SHORT PROBLEM 1: In the Oscoda fishing thread below, copy the part that opens with the words containing "Its a shame" and closes with "(Sep 30, 2002)".
SHORT PROBLEM 2: According to the Oscoda fishing thread below, why does one poster advise keeping only the smaller freshwater drum if you plan to eat them? Answer in one to three sentences.

PAGE TEXT:
>> BEGIN

# Fishing Ausable in July @ Oscoda



## StreamAddict (May 22, 2002)

Hi all. 

Planning a trip with the FAM to Oscoda around Mid July..

Any tips on what I can look forward to catching on the Ausable or any area lakes..

Thanks for your insight.

I'm just a city boy!


----------



## stelmon (Sep 21, 2000)

There should be some awsome bass fishing at the mouth around then. There could also be some cats around at the peir heads. 

I might be in the area the same time as you. Shoot me a PM before you go.


----------



## outsider (Feb 16, 2002)

What Stelmon said 
And sheepshead and more sheepshead .


----------



## StreamAddict (May 22, 2002)

Sheepshead???


----------



## stelmon (Sep 21, 2000)

> _Originally posted by StreamAddict _
> *Sheepshead???
> 
> *


Fresh water Drum


----------



## StreamAddict (May 22, 2002)

You catch those there? Last time I caught a sheepshead was off the Daytona Beach pier in Florida.

Me and a buddy filled a whole 5 gallon bucket with them!

Good eating too!


----------



## outsider (Feb 16, 2002)

Hey addict 
They'er not exactly the same , I've caught the salt water drum myself ( Anna Maria island FL ) .
These DRUM lol , get fairly large and arent the same eating as thier salt water cousin.
They can be eaten , but if your going to , I suggest that you just keep the smaller ones , and then just use the back straps.
They are excellent smoked also.
Its a shame but the great lakes are a bit polluted even if it dosent seem like it, and these fish do feed off the bottom some , so the big ones have more contaminated fats in them.
They are fun to catch in the river current though.

Have a blast


----------



## ausable_steelhead (Sep 30, 2002)

The mouth of the river will offer sheephead, channel cats, smallies, and small walleyes during the day. At night big walleyes, channle cats, carp, and bass. Up in the river, the same species, but nicer scenery. All of the ponds have good bass fishing, most offer walleyes below the dams, and most have good pike fishing, as well as the occasional muskie. Try Cooke or Foote ponds, they are two great places, but please release the bass, theses places are not as good as they used to be with the incredible increase in fishing pressure over the last 5 years, and from people keeping limits of bass, our favorite place, the drift below Cooke dam used to be awesome, my first smallie there was 18", we'd catch 40-50 fish apeice, with atleast a half dozen from 17-19", it was great, then tons of people started fishing it, and keeping all the bass, so now, a 15" in a nice one, sad.


----------



## Hemish (Feb 3, 2003)

Oscoda area is an excellent summer fishery. If you have access to a boat I'd try the Cooke and Foote ponds. They have a mixed bag of fish and great scenery. 

I'd second everything else said about the pier too. I grew up fishing sheepshead and walleye off the pier. Crawlers and splitshot will do just fine there. Plenty of rockbass too.

Another spot to try is just below the dam even though there tends to be frustrating snags there. The scenery is different, you never know what you'll catch and there's always someone around who's catching something. I'll be up over the 4th.


----------



## bigmac (Nov 28, 2000)

CANOES


----------



## GONE FISHIN(LARRY) (Dec 28, 2002)

like evry one else is saying foote and cooke pond are hard to beat,cooke pond has a great blue gill fishery I mean some big ole slaps.Foote pond has a great smallmouth fishery,although a lot of under size still fun to catch.don't foget about van ettan lakethey also catch some huge smallmouth from foote dam down to whrilpool.At time drifting the river at night produces some nice walleye.Osoda area has some great fishing.


----------



## StreamAddict (May 22, 2002)

Thanks so much guys!

I can hardly wait to go!!


----------

>> END

DATA ROWS:

>> BEGIN

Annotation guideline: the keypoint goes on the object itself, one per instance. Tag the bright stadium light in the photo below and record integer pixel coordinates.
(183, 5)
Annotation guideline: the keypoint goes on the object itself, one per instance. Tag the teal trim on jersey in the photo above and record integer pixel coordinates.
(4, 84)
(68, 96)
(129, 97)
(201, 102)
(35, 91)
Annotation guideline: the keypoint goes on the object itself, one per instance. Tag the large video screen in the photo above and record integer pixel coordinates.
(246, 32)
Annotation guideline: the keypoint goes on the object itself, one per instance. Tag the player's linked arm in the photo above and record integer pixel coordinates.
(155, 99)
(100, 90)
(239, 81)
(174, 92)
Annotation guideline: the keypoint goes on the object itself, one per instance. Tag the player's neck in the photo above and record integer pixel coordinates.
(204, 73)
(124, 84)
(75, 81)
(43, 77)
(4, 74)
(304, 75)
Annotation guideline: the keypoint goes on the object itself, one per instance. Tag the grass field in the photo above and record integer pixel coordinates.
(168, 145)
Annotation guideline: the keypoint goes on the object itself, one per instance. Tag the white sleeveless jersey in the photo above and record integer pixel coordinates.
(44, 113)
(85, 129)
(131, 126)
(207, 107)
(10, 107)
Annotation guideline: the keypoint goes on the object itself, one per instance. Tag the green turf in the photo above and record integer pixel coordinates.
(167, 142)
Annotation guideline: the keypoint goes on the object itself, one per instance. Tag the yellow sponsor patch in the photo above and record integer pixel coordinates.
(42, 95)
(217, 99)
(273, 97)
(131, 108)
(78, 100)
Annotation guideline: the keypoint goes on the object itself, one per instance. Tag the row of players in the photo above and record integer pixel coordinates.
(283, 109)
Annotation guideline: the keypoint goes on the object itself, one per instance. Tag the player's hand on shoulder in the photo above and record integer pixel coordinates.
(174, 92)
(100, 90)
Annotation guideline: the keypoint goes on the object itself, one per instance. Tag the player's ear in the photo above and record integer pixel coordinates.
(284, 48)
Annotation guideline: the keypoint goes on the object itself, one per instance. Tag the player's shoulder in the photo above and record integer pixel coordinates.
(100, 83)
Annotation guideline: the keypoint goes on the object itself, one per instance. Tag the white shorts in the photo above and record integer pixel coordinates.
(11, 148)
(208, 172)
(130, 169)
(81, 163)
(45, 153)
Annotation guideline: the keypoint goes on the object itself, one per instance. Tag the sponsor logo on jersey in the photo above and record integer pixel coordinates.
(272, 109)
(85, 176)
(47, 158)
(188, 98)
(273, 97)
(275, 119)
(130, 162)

>> END

FINISHED ANSWER 1:
Its a shame but the great lakes are a bit polluted even if it dosent seem like it, and these fish do feed off the bottom some , so the big ones have more contaminated fats in them.
They are fun to catch in the river current though.

Have a blast


----------



## ausable_steelhead (Sep 30, 2002)

FINISHED ANSWER 2: The Great Lakes are somewhat polluted, even if it doesn't seem so, and these fish feed partly off the bottom. As a result, the big ones carry more contaminated fats.